→ Your instructions
Present the stretch of rows from the line containing "dark eye is in the scene." through the end of the rows as a numbered list, omitting blank lines and leaving the pictures out.

→ Dataset entries
##########

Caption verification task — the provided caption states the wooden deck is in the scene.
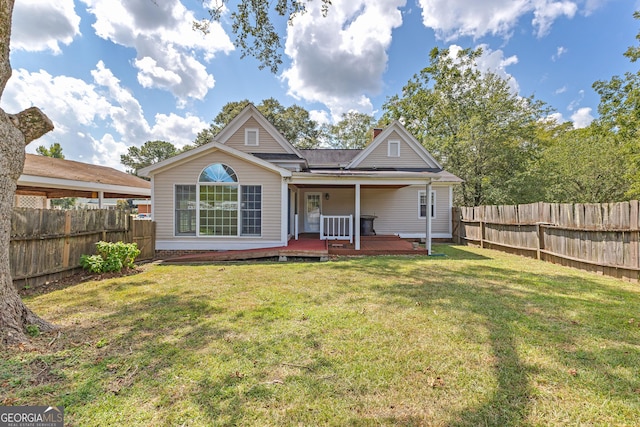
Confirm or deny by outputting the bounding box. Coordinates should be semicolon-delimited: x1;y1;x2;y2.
164;234;427;263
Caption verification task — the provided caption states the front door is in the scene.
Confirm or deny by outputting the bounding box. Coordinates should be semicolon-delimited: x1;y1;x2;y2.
304;193;322;233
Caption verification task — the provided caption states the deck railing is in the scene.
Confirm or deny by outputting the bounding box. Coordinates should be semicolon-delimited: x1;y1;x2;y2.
320;215;353;243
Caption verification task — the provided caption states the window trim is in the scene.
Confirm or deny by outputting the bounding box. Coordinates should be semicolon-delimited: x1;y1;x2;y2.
387;139;400;157
244;128;260;147
418;189;437;219
173;163;264;239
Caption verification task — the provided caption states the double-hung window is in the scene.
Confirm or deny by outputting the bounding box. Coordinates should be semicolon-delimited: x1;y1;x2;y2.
175;163;262;237
418;190;436;218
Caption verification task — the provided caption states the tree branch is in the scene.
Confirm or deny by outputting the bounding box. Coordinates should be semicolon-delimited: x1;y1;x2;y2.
9;107;53;145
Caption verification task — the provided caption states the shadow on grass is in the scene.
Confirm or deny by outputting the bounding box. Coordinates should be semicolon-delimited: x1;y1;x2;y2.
349;256;640;427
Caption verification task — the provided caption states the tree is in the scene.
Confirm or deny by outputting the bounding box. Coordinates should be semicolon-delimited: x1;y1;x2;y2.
36;142;64;159
194;98;320;148
593;11;640;197
538;123;630;203
120;141;179;175
324;111;375;149
0;0;55;345
198;0;331;74
383;48;548;206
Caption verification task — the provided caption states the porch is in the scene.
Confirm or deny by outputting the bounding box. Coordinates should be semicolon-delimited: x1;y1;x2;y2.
164;233;427;263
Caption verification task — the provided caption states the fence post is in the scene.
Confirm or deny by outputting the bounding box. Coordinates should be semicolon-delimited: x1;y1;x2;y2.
536;222;544;259
62;210;71;268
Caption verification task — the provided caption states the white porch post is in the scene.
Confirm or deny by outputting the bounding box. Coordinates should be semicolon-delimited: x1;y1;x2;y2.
280;178;289;246
354;184;360;251
424;180;431;254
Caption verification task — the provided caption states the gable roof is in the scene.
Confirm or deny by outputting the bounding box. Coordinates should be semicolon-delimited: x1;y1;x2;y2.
346;120;442;169
138;141;291;177
214;104;302;157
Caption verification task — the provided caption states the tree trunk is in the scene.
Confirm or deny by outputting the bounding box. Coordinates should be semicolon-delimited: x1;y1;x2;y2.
0;0;55;345
0;109;54;344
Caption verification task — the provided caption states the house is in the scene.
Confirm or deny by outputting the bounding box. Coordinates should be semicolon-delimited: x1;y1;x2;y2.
139;104;461;253
14;154;151;209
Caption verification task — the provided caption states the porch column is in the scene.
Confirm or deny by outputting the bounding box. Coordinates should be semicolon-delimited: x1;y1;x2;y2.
424;180;431;254
354;184;360;251
280;178;289;246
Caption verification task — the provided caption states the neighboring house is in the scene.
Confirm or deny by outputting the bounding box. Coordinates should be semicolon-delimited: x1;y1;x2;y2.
139;105;461;251
15;154;151;208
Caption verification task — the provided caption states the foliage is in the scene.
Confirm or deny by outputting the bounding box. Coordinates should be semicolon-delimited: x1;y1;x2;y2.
80;242;140;273
538;123;629;203
193;0;331;74
323;111;375;149
593;11;640;198
194;98;319;148
383;48;548;206
120;140;178;175
36;142;64;159
51;197;78;209
8;245;640;427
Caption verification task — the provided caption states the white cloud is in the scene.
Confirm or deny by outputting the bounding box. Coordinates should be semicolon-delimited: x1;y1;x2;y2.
0;62;208;169
571;107;593;129
282;0;406;118
551;46;569;62
449;44;520;95
11;0;80;54
419;0;577;40
547;113;566;125
81;0;234;106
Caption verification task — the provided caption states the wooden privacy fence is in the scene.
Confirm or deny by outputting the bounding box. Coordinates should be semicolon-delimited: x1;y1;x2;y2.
9;208;155;288
453;200;640;280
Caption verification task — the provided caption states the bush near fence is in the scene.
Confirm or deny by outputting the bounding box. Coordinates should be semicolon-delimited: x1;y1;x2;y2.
453;200;640;281
9;208;155;289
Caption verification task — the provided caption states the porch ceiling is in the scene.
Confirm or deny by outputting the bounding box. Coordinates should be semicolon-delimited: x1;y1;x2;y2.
293;184;409;188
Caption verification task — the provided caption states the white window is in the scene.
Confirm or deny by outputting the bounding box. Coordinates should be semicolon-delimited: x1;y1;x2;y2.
418;190;436;218
175;163;262;236
387;141;400;157
244;129;259;147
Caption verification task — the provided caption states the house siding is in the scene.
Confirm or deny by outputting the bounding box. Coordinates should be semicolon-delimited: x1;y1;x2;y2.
224;117;287;153
153;151;282;247
360;185;451;237
358;131;432;168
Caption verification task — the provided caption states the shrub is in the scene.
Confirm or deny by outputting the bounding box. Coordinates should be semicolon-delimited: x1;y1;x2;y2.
80;242;140;273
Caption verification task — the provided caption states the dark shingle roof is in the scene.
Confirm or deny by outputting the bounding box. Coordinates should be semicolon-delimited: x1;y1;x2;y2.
300;148;362;168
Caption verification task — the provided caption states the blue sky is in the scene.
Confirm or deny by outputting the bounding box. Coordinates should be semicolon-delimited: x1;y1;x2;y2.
0;0;640;169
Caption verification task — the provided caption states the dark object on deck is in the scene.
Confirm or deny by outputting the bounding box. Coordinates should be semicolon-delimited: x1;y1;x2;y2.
360;215;377;236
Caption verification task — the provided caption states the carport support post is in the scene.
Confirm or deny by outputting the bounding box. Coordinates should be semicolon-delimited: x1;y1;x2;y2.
354;184;360;251
424;181;431;254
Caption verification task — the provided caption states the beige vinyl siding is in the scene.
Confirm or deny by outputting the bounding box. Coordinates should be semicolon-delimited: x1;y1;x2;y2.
357;131;431;168
153;151;282;242
225;117;287;153
360;186;451;234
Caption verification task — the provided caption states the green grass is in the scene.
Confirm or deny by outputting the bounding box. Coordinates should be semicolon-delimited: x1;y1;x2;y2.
0;245;640;426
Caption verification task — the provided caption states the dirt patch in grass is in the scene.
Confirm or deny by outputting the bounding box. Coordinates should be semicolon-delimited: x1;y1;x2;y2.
19;267;144;297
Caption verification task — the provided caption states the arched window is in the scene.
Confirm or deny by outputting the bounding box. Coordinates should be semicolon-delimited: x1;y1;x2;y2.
175;163;262;237
198;163;238;236
198;163;238;182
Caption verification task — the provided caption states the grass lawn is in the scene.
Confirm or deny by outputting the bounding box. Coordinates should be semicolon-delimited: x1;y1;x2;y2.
0;245;640;426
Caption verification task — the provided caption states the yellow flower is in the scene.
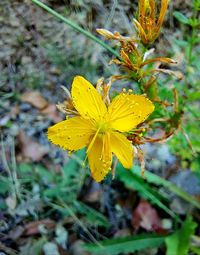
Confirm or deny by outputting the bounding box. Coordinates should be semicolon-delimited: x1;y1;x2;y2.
48;76;154;182
133;0;169;44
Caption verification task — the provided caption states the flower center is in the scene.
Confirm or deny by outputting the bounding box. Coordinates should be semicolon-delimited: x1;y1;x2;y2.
97;122;109;134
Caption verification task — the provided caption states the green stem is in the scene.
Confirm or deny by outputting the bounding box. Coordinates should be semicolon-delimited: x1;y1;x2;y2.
31;0;119;57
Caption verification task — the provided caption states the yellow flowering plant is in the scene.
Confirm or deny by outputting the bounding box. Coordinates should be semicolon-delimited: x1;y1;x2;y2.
48;0;183;182
48;76;154;182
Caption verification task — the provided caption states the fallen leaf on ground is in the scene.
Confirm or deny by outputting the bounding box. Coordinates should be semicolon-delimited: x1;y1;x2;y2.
132;200;163;232
19;131;48;162
24;219;56;236
21;91;48;110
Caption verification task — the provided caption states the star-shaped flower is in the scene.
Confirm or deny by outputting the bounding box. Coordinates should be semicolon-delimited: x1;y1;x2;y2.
48;76;154;182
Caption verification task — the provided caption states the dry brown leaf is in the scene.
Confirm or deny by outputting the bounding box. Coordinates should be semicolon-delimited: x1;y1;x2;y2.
24;219;56;236
19;131;48;162
21;91;48;110
40;104;62;123
132;200;163;232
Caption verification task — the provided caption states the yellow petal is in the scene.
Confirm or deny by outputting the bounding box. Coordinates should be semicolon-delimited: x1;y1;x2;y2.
108;93;154;132
72;76;107;121
48;116;95;151
88;133;112;182
110;132;133;168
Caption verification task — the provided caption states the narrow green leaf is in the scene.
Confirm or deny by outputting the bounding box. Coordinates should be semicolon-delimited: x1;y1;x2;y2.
165;217;197;255
173;11;190;25
131;166;200;209
74;201;110;227
83;234;164;255
117;166;178;220
32;0;120;57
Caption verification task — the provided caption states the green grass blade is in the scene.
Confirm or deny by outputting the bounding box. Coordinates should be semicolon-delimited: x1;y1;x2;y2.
117;166;180;221
165;217;197;255
131;166;200;209
31;0;120;57
83;234;165;255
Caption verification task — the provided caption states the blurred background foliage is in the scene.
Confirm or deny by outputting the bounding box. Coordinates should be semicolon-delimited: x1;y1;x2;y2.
0;0;200;255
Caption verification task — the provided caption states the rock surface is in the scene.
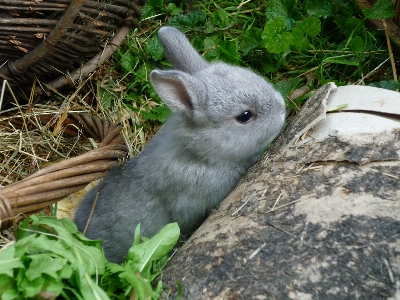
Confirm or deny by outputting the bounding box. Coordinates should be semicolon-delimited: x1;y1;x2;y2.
162;84;400;299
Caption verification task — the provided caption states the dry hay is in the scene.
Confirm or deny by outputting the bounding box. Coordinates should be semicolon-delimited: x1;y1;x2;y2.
0;66;157;248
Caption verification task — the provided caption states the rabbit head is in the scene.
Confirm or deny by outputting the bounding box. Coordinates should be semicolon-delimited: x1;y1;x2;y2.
150;27;285;163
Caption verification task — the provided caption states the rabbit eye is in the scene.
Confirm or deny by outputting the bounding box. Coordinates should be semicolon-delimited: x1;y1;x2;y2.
236;110;253;123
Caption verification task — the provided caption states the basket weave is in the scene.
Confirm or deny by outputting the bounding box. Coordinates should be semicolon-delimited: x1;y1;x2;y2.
0;113;128;230
0;0;145;95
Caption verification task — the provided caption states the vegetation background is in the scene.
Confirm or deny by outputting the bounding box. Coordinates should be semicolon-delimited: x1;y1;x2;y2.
0;0;400;300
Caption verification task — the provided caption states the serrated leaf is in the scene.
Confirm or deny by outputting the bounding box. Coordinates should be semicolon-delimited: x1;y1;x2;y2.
141;105;171;123
323;57;360;66
274;77;301;98
167;3;182;16
349;35;365;53
240;27;262;55
119;52;139;72
213;9;229;28
128;223;180;272
144;35;164;61
261;18;292;53
0;275;20;300
296;17;321;37
292;27;310;51
265;0;296;20
363;0;395;19
25;254;67;280
18;277;46;298
305;0;334;18
369;80;400;91
167;10;206;29
203;35;219;61
217;39;240;65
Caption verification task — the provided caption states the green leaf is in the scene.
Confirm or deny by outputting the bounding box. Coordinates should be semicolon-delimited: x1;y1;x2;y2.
128;223;180;272
296;17;321;37
261;18;292;53
167;3;182;16
240;27;262;55
292;27;310;51
363;0;395;19
167;10;206;30
0;244;24;277
305;0;334;18
218;39;240;65
0;275;20;300
25;254;67;280
141;105;171;123
144;35;164;61
275;77;301;98
119;270;154;300
323;57;360;66
349;35;365;53
141;0;164;18
265;0;297;20
212;9;229;28
369;80;400;91
203;35;219;61
119;52;139;72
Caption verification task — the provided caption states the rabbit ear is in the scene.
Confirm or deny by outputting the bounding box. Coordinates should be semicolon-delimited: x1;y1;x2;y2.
150;70;205;114
158;26;208;74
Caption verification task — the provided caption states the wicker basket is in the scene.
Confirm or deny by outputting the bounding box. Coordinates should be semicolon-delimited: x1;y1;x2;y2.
0;0;145;97
0;113;128;230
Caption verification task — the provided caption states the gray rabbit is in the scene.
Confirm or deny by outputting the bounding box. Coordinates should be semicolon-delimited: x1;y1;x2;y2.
75;27;285;263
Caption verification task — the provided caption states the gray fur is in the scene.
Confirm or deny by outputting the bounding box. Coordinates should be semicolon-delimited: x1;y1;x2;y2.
75;27;285;262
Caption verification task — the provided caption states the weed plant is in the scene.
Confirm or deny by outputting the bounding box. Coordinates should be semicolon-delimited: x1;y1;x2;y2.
0;0;400;299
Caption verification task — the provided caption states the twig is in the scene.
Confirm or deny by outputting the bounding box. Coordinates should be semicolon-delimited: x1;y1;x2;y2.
382;19;399;92
231;192;256;217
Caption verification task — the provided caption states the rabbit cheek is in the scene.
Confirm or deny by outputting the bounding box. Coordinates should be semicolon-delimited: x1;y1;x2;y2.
236;110;253;124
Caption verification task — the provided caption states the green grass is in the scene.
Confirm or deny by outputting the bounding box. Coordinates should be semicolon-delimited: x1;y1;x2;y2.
0;0;400;299
108;0;399;119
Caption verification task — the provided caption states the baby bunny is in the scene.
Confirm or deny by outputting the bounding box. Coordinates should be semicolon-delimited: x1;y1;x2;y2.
75;27;285;263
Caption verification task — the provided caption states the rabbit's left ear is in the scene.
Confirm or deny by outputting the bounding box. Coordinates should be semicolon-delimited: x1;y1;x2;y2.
150;70;205;114
158;26;209;74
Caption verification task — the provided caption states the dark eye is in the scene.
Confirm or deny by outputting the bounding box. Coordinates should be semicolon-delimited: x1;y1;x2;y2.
236;110;253;123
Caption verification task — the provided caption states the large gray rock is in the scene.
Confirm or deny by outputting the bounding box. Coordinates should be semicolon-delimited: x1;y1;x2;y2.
163;84;400;299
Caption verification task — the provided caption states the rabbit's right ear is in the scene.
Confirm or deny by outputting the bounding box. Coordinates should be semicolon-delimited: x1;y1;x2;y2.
150;70;205;114
158;26;208;74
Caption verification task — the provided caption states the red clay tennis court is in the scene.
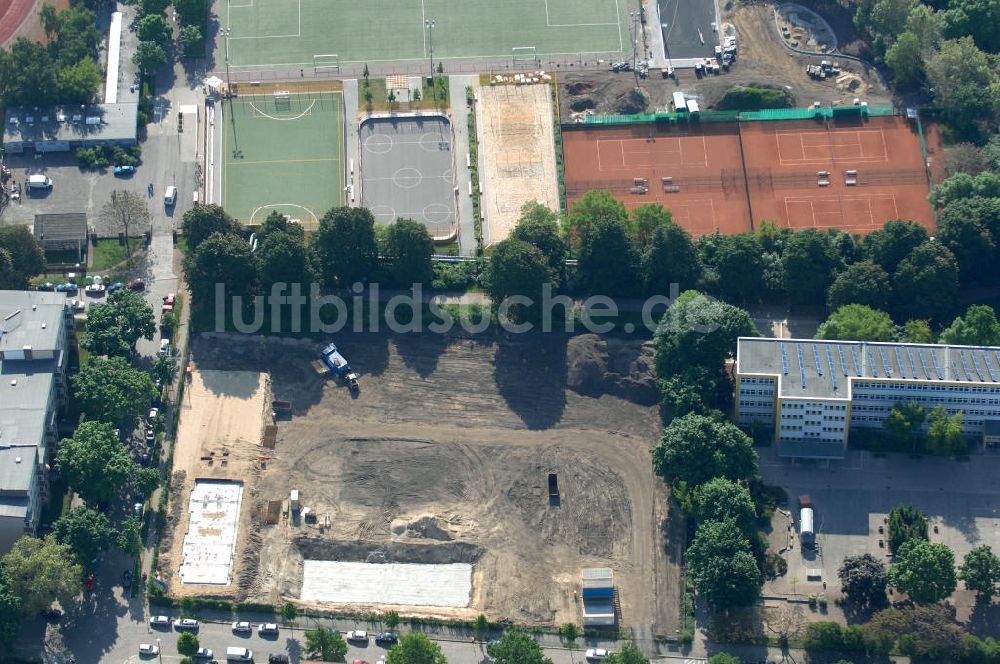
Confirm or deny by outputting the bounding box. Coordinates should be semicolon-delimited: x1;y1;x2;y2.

##########

→ Worked solution
1. Caption verification task — the provided caption states the dark eye is in the scene.
2. Confirm or deny by outputting the bounding box. Coordinates should be semicolon-delimited: x1;y1;x2;y2.
3. 236;110;253;123
4. Caption verification task — the provided caption states the large gray rock is in the scene.
5. Confirm or deny by outputting the bounding box. Coordinates should be semicolon-delimited: x1;y1;x2;y2.
6. 163;84;400;299
7. Caption verification task — the provided caption states the rabbit's right ear is in the scene.
8. Confirm or deny by outputting the bounding box. Coordinates should be semicolon-delimited: x1;y1;x2;y2.
9. 150;70;205;114
10. 158;26;208;74
11. Caption verification task — the provided caption states the red clay tennis court is in the scene.
12. Confirm or deny by outputting the bounding box. Coordinates should be semicolon-delimited: x1;y1;x2;y2.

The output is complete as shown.